Instructions for the task:
Reproduce the lines below verbatim, starting at the line containing "Can you find the person's" and continuing through the line containing "106], [133, 115]]", with both of those lines included.

Stored records:

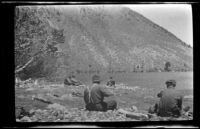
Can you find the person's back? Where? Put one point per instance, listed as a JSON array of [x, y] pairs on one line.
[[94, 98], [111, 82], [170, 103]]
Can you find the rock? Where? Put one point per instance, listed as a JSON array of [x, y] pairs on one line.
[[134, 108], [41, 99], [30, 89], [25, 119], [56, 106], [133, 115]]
--
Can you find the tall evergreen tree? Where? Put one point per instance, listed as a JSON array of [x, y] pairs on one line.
--
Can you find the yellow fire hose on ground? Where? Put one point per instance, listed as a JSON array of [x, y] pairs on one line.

Exercise solution:
Can you find the person's back? Where? Put one point per instance, listed as a JSON array of [x, y] pairs on one line.
[[94, 98], [111, 82], [170, 103]]
Can you find the rock? Where? Put one point per instance, listed as a JSON array of [x, y] pairs on one line.
[[134, 108], [41, 99], [30, 89], [25, 119], [56, 106], [133, 115]]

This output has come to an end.